Required work —
1/ Rewrite the paragraph beginning "Home to a congressionally chartered think tank" from the article on the U.S. Institute of Peace building as a short bulleted list that keeps its main facts.
2/ From the article on the U.S. Institute of Peace building, write out the passage between "Home to a congressionally" and "clean and bland.", inclusive.

Text segment —
=-=-=-=-=
Not at peace with building’s style

Timothy Hursley/Courtesy Safdie Architects - Atrium view of United States Institute of Peace, looking toward the Lincoln Memorial.

Coming and going, there’s no escaping the work of Moshe Safdie. The Boston-based architect has two huge, expensive, in-your-face government office buildings in the District, and both sit at essential nodal points of city life. His headquarters for the Bureau of Alcohol, Tobacco, Firearms and Explosives, finished in 2008, dominates the intersection of Florida and New York Avenues in Northwest, putting a fortress-like facade to commuters along one of the busiest corridors of the city. And, now, there’s the U.S. Institute of Peace, the large, sandy-white building with the funny, glass canopy on top that sits opposite the Mall next to the Interstate 66 on-ramp.

Home to a congressionally chartered think tank that studies peace and conflict resolution, the institute is Safdie’s highest-profile project to date in the United States. The building, which won’t officially be dedicated until October, occupies one of the most prized pieces of Mall-front property in Washington, and it joins a distinguished architectural corridor, including Paul Cret’s magnificent Federal Reserve Building and John Russell Pope’s enigmatic pavilion for the American Pharmacists Association. Safdie’s addition to this row of benign and dignified civic structures neither engages nor confronts the established architectural language of institutional Washington. It sits on the Mall like it just blew in from Brussels: smart, clean and bland.

But it marks a momentous rite of passage for one Washington’s lesser-known bureaucracies. Created in 1984 and funded by Congress, the Peace Institute used to rent space in office buildings downtown. Now it has a $186 million trophy home, one quarter of which came from private donations. Permanence is the inherent goal of all government departments and agencies, and the folks at the Peace Institute must be breathing a huge sigh of relief. Their dove-winged aerie has alighted even with budget hawks looking to zero-out nonessential programs, and with ordinary hawks still the loudest voices in almost all foreign policy conversations.
=-=-=-=-=
Given information —
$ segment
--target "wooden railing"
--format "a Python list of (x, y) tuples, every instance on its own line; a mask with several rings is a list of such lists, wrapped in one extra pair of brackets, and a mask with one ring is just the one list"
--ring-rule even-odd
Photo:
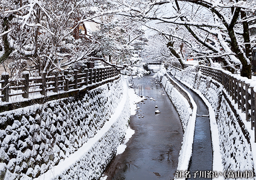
=-=-=-=-=
Solved tasks —
1/
- The institute houses a congressionally chartered think tank that studies peace and conflict resolution.
- It is Safdie's highest-profile U.S. project to date.
- The building will not be officially dedicated until October.
- It occupies some of Washington's most prized Mall-front property, joining a row that includes Paul Cret's Federal Reserve Building and John Russell Pope's pavilion for the American Pharmacists Association.
- It neither engages nor confronts institutional Washington's established architectural language; it is smart, clean and bland, as if it had blown in from Brussels.

2/
Home to a congressionally chartered think tank that studies peace and conflict resolution, the institute is Safdie’s highest-profile project to date in the United States. The building, which won’t officially be dedicated until October, occupies one of the most prized pieces of Mall-front property in Washington, and it joins a distinguished architectural corridor, including Paul Cret’s magnificent Federal Reserve Building and John Russell Pope’s enigmatic pavilion for the American Pharmacists Association. Safdie’s addition to this row of benign and dignified civic structures neither engages nor confronts the established architectural language of institutional Washington. It sits on the Mall like it just blew in from Brussels: smart, clean and bland.